読解文:
広永マキ「ミイラ伝説 死霊の村」(1987年9月15日初版発行)
「三日月町は、即身仏の伝説があった。
昔、山びこ村と呼ばれていた頃、村が旱魃に襲われる。
農民のために、蓮行上人という坊様が即身仏となり、絶命してほどなくして、雨が降り始めたと言う。
だが、その時には村人の半数以上は死に絶え、村を救うに至らず、山びこ村は壊滅してしまったのであった。
そして、現代、三日月中学の野鳥研究会は、レジャーランド予定地を開発から守るために、蓮行上人の即身仏を探す。
野鳥研究会の中で一人、柊まどかは、形見の狭い思いをする。
何故なら、彼女の父親、柊松造は町の開発を推し進める市長で、次の市長選では公約としてレジャーランドの建設を強く訴えていた。
今の柊市長に反対して、自然保護を訴える候補もいたが、まどかにとっては、どちらも自分の主張を押し付けているだけでしかない。
怨念のこもる土地であれば、浄化しなければ、町の人のためにならないと、彼女は、野鳥研究会が即身仏探しをやめた後も、探索を続ける。

提供資料:
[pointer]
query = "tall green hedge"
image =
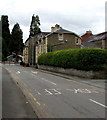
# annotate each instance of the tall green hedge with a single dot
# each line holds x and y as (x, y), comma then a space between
(81, 59)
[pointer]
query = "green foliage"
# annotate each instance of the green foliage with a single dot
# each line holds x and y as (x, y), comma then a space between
(5, 35)
(34, 27)
(16, 42)
(81, 59)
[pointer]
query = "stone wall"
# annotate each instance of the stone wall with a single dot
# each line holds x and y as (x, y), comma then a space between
(74, 72)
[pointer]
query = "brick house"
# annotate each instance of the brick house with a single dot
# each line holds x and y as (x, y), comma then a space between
(57, 39)
(26, 52)
(86, 36)
(98, 41)
(60, 39)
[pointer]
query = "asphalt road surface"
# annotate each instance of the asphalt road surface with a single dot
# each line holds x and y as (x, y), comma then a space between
(54, 96)
(14, 103)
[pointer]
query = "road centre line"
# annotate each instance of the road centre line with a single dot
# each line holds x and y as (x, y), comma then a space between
(98, 103)
(48, 81)
(34, 72)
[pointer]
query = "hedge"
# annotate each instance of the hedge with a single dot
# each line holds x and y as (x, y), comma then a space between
(81, 59)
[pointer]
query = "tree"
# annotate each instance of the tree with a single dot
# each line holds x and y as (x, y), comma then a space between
(34, 27)
(16, 42)
(5, 36)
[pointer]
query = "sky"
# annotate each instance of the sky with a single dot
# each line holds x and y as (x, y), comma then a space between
(77, 16)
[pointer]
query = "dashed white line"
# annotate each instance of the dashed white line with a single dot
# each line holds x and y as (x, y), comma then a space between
(49, 81)
(18, 72)
(98, 103)
(34, 72)
(49, 93)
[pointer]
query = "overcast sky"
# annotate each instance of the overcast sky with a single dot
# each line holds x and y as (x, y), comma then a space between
(74, 15)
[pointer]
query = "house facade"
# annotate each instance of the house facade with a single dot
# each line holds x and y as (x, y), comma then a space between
(98, 41)
(86, 35)
(57, 39)
(26, 52)
(60, 39)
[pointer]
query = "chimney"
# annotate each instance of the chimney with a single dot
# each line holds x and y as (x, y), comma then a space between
(89, 32)
(55, 28)
(52, 29)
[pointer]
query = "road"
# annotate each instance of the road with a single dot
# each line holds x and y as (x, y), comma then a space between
(54, 96)
(14, 103)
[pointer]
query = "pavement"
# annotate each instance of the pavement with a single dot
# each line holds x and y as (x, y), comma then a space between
(14, 103)
(59, 96)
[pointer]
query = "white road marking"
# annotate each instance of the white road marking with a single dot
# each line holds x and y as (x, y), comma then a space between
(75, 90)
(98, 103)
(34, 72)
(56, 91)
(38, 92)
(49, 93)
(49, 81)
(18, 72)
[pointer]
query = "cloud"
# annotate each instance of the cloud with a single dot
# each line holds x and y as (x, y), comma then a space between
(74, 15)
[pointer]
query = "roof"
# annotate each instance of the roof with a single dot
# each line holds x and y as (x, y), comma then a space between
(61, 30)
(90, 41)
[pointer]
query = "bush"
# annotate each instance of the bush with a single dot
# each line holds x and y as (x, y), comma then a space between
(81, 59)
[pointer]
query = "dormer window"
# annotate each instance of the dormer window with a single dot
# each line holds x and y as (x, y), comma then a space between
(60, 36)
(77, 41)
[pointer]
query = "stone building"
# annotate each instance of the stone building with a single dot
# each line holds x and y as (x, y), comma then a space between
(98, 41)
(57, 39)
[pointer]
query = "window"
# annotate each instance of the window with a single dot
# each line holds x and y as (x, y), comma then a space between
(60, 36)
(77, 41)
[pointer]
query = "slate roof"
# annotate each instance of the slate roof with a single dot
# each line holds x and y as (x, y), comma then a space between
(90, 42)
(61, 30)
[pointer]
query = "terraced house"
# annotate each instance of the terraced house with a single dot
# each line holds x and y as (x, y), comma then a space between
(57, 39)
(98, 41)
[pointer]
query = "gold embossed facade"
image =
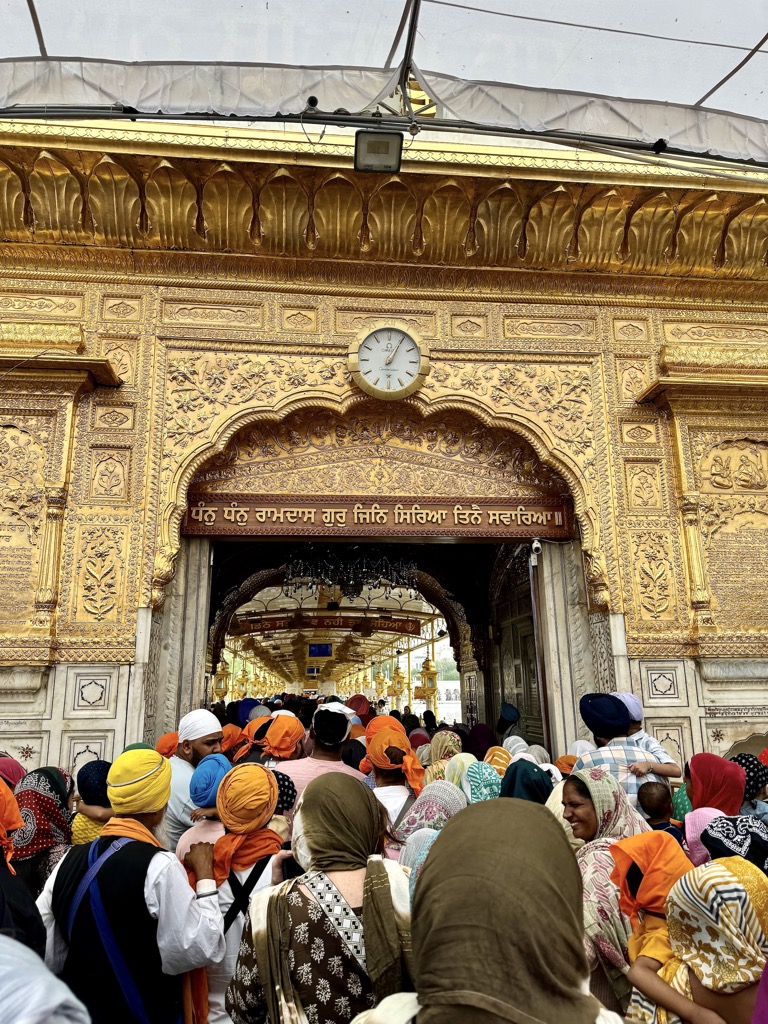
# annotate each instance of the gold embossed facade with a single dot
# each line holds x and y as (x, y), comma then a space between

練習課題: 読解文によると、三日月中学の野鳥研究会が蓮行上人の即身仏を探す目的は何か、答えてください。

最終結果: レジャーランド予定地を開発から守るため。